→ **Stated task**
Return the lines of the listing from the line with "In the picture above, where can the stained" up to and including the line with "(1031, 472)", reproducing each one unchanged.

→ **Data shown**
┄┄┄┄┄┄
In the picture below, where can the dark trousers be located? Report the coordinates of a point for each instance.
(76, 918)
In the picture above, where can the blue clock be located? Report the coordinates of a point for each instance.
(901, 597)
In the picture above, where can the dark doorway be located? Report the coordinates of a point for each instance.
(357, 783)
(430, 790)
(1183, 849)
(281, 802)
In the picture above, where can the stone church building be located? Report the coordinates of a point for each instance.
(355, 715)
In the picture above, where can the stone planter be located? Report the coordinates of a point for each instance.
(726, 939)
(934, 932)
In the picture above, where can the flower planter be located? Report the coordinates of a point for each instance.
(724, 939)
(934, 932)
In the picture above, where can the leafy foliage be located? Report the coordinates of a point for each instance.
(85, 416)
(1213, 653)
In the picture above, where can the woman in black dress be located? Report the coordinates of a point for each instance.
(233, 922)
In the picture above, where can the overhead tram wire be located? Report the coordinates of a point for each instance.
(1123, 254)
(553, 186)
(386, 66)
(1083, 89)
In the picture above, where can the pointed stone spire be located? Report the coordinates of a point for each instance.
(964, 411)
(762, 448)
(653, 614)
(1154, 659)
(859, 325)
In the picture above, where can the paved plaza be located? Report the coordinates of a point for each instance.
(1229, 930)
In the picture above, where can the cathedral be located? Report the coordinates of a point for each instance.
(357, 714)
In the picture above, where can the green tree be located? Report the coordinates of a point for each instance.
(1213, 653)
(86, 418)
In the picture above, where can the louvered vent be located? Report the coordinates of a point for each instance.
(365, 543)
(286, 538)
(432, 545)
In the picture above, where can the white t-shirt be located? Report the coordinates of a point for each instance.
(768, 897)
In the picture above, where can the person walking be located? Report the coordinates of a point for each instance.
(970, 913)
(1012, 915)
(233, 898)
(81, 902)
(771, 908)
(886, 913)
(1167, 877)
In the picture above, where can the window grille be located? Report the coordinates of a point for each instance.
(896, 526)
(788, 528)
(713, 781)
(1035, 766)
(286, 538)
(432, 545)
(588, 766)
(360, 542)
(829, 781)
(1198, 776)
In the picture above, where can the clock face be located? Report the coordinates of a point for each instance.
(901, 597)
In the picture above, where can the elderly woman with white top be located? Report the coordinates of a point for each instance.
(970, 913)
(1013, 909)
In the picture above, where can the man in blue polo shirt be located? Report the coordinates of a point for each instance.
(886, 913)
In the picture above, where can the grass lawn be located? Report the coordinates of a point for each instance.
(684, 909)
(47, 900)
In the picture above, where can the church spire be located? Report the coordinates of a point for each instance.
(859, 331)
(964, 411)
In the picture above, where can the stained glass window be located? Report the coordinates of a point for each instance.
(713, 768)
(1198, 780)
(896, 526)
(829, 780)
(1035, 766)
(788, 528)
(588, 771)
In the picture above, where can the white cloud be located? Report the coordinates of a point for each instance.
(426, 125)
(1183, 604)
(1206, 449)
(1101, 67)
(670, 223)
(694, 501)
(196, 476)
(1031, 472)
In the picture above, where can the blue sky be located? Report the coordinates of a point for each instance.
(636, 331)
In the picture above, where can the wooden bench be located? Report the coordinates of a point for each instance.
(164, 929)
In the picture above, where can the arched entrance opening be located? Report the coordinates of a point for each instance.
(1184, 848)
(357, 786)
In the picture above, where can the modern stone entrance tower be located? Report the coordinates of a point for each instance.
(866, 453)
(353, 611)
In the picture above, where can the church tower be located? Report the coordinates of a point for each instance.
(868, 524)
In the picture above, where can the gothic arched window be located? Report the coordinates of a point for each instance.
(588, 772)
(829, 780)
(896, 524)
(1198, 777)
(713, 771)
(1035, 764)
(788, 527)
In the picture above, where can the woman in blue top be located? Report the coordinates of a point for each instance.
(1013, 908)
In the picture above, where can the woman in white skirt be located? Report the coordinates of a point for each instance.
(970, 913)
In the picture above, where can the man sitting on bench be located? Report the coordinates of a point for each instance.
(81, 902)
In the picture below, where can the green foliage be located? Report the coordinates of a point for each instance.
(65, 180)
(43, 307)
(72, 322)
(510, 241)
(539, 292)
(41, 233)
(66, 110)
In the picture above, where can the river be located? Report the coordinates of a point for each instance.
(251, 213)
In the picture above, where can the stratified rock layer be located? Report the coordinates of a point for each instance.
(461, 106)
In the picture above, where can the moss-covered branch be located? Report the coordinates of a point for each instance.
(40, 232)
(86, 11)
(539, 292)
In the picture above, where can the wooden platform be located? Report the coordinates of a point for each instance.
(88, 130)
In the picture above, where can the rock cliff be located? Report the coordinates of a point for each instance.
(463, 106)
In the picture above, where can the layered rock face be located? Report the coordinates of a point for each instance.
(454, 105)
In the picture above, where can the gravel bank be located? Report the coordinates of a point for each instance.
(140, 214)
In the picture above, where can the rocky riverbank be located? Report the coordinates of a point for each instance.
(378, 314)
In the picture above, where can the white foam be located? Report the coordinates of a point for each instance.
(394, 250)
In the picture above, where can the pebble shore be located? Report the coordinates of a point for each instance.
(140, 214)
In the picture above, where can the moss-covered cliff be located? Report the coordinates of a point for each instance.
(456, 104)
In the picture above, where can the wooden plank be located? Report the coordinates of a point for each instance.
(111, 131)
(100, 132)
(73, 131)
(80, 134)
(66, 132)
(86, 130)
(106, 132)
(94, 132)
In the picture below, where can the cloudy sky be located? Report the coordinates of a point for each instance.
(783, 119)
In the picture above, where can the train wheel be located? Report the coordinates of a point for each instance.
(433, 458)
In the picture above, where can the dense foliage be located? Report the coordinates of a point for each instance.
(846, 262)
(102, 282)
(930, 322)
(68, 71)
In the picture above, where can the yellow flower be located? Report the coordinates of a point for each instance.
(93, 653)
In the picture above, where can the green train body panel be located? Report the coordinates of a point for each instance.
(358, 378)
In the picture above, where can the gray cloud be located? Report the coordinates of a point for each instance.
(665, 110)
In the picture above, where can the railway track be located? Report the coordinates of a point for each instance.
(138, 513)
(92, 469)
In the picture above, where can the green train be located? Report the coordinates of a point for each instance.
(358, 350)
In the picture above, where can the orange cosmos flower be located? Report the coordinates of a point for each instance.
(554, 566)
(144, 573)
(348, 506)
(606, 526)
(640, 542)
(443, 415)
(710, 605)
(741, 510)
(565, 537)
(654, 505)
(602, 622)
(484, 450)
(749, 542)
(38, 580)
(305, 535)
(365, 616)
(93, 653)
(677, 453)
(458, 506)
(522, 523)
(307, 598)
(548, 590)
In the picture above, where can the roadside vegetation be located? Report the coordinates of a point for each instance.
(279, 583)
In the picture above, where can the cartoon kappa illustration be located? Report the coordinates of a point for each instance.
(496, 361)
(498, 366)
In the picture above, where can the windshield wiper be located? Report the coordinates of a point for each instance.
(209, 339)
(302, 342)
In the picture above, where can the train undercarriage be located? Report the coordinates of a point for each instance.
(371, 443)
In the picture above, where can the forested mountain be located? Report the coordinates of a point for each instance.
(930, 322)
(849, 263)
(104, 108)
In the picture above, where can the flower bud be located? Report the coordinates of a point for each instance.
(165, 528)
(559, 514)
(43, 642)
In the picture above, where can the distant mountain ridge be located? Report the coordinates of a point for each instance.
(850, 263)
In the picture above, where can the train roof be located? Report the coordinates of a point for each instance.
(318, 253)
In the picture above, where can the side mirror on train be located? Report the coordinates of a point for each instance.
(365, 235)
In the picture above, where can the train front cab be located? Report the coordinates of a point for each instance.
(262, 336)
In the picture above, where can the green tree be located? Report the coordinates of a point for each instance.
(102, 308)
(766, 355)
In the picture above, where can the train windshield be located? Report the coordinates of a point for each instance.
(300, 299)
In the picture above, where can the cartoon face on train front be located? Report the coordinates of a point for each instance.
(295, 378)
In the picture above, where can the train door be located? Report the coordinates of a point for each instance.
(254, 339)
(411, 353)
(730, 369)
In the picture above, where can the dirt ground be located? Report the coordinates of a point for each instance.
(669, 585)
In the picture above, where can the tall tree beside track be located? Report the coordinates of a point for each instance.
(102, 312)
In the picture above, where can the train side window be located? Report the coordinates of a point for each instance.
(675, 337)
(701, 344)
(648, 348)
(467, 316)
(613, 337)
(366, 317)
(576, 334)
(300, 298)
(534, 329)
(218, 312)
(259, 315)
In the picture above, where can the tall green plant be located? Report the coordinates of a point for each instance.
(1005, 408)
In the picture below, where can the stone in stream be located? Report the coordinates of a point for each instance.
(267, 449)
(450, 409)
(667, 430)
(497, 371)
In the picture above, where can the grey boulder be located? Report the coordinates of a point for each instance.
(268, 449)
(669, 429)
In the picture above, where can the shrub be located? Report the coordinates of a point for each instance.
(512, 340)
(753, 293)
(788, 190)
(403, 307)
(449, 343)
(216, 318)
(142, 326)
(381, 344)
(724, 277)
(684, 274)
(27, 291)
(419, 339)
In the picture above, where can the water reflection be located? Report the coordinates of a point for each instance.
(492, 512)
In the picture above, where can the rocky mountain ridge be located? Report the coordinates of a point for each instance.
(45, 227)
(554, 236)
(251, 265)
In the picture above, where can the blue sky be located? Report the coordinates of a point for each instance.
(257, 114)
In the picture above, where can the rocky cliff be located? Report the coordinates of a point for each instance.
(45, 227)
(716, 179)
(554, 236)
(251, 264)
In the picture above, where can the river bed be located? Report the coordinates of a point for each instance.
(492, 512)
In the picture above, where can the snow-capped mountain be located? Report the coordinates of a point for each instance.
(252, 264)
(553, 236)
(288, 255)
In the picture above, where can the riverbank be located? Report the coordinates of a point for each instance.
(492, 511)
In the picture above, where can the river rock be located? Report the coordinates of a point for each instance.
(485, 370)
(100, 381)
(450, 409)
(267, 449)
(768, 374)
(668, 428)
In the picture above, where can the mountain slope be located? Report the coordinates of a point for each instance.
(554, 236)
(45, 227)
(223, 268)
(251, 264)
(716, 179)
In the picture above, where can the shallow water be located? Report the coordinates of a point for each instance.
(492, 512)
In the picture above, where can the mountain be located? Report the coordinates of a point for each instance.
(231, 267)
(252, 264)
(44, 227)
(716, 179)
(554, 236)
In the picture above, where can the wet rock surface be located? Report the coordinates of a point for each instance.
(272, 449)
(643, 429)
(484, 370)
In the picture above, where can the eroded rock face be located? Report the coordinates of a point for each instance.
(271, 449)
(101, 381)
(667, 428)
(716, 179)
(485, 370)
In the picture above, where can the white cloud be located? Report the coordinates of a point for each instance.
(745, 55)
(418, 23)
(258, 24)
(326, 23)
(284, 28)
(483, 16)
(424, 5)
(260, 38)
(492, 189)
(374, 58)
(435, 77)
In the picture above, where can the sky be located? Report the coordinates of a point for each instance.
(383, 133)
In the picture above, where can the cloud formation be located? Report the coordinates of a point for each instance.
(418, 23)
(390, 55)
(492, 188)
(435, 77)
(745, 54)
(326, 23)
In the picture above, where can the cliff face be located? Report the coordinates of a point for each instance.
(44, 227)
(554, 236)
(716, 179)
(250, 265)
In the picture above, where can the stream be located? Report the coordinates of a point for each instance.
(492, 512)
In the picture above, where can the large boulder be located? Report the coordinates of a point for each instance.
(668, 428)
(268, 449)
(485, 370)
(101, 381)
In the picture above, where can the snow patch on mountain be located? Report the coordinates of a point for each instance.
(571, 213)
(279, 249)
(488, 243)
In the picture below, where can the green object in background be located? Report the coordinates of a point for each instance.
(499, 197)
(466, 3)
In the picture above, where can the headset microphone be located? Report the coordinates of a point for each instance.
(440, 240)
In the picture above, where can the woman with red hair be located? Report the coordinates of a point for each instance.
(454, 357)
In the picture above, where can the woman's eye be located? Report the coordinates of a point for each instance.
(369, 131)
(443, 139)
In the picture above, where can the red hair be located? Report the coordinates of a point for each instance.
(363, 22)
┄┄┄┄┄┄
→ **Final answer**
In the picture above, where can the stained glass window be located? Report the coordinates of a point for each instance.
(713, 768)
(1198, 780)
(896, 526)
(829, 780)
(1035, 766)
(788, 528)
(588, 771)
In the picture above, where can the white cloud be located? Report the coordinates of a point for each instance.
(426, 125)
(1183, 604)
(1206, 449)
(1101, 67)
(670, 223)
(694, 501)
(196, 476)
(1031, 472)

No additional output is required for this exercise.